__Task inputs__.
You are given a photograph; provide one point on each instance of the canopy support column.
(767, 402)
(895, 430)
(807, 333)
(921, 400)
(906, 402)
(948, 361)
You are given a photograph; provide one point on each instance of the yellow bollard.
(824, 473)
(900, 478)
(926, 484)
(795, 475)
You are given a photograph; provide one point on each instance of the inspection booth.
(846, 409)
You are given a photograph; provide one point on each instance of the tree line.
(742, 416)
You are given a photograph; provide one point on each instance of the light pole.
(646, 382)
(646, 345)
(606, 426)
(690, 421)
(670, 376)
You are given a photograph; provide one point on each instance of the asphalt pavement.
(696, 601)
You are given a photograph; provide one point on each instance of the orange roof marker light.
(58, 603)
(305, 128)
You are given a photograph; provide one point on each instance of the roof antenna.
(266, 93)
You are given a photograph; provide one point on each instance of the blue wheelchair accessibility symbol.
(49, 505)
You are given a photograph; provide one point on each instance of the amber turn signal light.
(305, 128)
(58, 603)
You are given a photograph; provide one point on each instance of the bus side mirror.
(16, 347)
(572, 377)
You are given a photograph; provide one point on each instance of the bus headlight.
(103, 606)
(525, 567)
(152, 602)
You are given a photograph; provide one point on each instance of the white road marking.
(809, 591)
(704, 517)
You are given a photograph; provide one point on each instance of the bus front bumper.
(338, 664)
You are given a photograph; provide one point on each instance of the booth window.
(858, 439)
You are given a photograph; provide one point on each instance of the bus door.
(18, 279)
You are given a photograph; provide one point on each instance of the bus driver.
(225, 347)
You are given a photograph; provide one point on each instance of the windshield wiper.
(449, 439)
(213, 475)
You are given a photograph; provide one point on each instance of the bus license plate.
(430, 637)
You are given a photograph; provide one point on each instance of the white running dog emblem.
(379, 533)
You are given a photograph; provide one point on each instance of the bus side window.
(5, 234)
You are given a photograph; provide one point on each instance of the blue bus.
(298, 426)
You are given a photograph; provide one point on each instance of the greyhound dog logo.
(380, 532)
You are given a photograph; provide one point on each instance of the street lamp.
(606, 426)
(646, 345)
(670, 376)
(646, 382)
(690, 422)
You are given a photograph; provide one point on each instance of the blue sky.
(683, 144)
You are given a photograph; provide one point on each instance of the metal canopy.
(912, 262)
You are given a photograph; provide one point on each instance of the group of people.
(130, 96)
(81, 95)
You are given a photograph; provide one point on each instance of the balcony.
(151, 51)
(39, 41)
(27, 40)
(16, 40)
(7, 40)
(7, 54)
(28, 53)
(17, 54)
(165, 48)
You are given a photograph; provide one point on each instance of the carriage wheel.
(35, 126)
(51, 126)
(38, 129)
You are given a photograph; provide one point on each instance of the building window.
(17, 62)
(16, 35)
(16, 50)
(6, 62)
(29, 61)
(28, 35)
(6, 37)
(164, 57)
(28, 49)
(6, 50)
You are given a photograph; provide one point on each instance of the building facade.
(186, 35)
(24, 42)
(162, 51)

__Task__. Beginning with the line that contains "the street lamp.", quote each line exactly through the last line of the entries above, and nothing beyond them.

__Solution to this exercise__.
You are given a photograph; provide one point on each instance of the street lamp.
(606, 426)
(646, 345)
(670, 376)
(646, 382)
(690, 422)
You are given a photograph; provide one point on each instance of the blue sky.
(683, 144)
You are given a photograph; provide one point on each instance of the metal canopy.
(912, 262)
You are given a photograph; provide one point on each instance of the group of people.
(130, 96)
(81, 95)
You are given a photograph; provide one point on each instance of the balcony.
(151, 51)
(39, 41)
(27, 40)
(16, 40)
(7, 40)
(7, 54)
(28, 53)
(17, 54)
(165, 48)
You are given a photograph; provide one point on each instance of the carriage wheel.
(35, 126)
(51, 126)
(38, 129)
You are given a photograph; provide one point on each instance of the building window.
(17, 62)
(16, 35)
(16, 50)
(6, 62)
(29, 61)
(28, 35)
(6, 37)
(164, 57)
(28, 49)
(6, 50)
You are given a photograph; provide one point on each instance of the building facade.
(186, 35)
(24, 42)
(162, 51)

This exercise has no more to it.